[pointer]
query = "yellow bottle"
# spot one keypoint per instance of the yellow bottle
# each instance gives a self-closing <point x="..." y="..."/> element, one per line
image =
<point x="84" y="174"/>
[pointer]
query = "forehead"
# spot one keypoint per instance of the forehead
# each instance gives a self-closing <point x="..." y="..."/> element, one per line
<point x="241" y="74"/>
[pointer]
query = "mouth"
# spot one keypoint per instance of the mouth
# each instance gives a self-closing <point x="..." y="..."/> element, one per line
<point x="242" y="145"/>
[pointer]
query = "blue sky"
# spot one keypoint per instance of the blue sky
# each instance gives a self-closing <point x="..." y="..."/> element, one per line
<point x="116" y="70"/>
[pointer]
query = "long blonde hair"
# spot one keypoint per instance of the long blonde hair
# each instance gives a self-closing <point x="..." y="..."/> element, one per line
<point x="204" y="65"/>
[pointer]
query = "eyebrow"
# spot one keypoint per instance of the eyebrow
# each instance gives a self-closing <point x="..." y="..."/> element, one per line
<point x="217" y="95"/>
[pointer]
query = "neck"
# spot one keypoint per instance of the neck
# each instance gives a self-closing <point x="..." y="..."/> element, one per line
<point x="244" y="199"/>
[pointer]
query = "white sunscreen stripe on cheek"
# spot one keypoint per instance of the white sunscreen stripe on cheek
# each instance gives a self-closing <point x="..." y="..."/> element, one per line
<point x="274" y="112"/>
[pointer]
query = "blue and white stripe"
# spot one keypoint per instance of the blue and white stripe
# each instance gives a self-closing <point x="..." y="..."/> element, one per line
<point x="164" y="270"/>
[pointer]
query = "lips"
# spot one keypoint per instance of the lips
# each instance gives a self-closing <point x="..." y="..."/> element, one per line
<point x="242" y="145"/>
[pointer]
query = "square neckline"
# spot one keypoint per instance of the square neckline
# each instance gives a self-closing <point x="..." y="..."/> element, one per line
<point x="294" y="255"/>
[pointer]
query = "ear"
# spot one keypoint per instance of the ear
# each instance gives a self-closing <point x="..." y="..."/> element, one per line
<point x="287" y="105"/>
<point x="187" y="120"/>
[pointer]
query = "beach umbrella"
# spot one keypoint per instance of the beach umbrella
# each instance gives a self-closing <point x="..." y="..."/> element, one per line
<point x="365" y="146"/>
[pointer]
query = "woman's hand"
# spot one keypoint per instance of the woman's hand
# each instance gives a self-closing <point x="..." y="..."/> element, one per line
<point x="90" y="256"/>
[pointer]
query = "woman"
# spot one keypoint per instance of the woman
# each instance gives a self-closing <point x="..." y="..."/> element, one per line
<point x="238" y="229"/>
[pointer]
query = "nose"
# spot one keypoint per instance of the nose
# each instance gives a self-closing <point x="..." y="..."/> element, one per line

TASK BRIEF ->
Using the exact wording, write out all of the records.

WORKED SOLUTION ->
[pointer]
query = "yellow bottle"
# spot one keypoint per instance of the yellow bottle
# each instance gives a self-closing <point x="..." y="..."/> element, one per line
image =
<point x="84" y="174"/>
[pointer]
query = "forehead"
# spot one keypoint per instance of the forehead
# each instance gives a self-closing <point x="..." y="..."/> element, one per line
<point x="241" y="74"/>
[pointer]
query = "mouth"
# spot one keypoint per instance of the mouth
# each instance gives a self-closing <point x="..." y="..."/> element, one per line
<point x="242" y="145"/>
[pointer]
query = "blue sky"
# spot one keypoint per instance of the blue sky
# each instance gives a self-closing <point x="..." y="..."/> element, one per line
<point x="116" y="70"/>
[pointer]
query = "long blonde hair"
# spot one keypoint per instance of the long blonde hair
# each instance gives a self-closing <point x="..." y="..."/> element, one per line
<point x="204" y="65"/>
[pointer]
query = "eyebrow"
# spot one keypoint per instance of the eyebrow
# each instance gives a self-closing <point x="..." y="..."/> element, one per line
<point x="217" y="95"/>
[pointer]
query = "neck"
# spot one keypoint per instance of the neck
# each instance gives a self-closing <point x="..." y="..."/> element, one per line
<point x="244" y="199"/>
[pointer]
query = "white sunscreen stripe on cheek"
# spot one keypoint per instance of the white sunscreen stripe on cheek
# each instance gives a self-closing <point x="..." y="..."/> element, one per line
<point x="274" y="112"/>
[pointer]
query = "blue and white stripe"
# spot one keypoint per instance of the blue and white stripe
# each instance gives a self-closing <point x="..." y="..."/> element, one per line
<point x="164" y="270"/>
[pointer]
query = "lips"
# spot one keypoint per instance of the lips
# each instance gives a self-closing <point x="..." y="..."/> element, one per line
<point x="242" y="145"/>
[pointer]
query = "square neckline"
# spot one keypoint per instance of the square neckline
# each instance gives a self-closing <point x="..." y="..."/> element, one per line
<point x="294" y="255"/>
[pointer]
query = "ear"
# spot one keypoint per instance of the ear
# each instance gives a self-closing <point x="..." y="..."/> element, one per line
<point x="287" y="105"/>
<point x="187" y="120"/>
[pointer]
query = "beach umbrella"
# spot one keypoint per instance of the beach umbrella
# each instance gives a self-closing <point x="..." y="..."/> element, one per line
<point x="365" y="146"/>
[pointer]
query = "woman's hand"
# spot one keypoint per instance of the woman's hand
# each instance gives a self-closing <point x="..." y="..."/> element, one per line
<point x="90" y="256"/>
[pointer]
query = "woman"
# spot one keypoint per instance of the woman
# each instance gives a self-closing <point x="..." y="..."/> element, one per line
<point x="238" y="229"/>
[pointer]
query = "nose"
# spot one keypoint per instance of the nose
# each instance gives a self-closing <point x="..." y="..."/> element, one per line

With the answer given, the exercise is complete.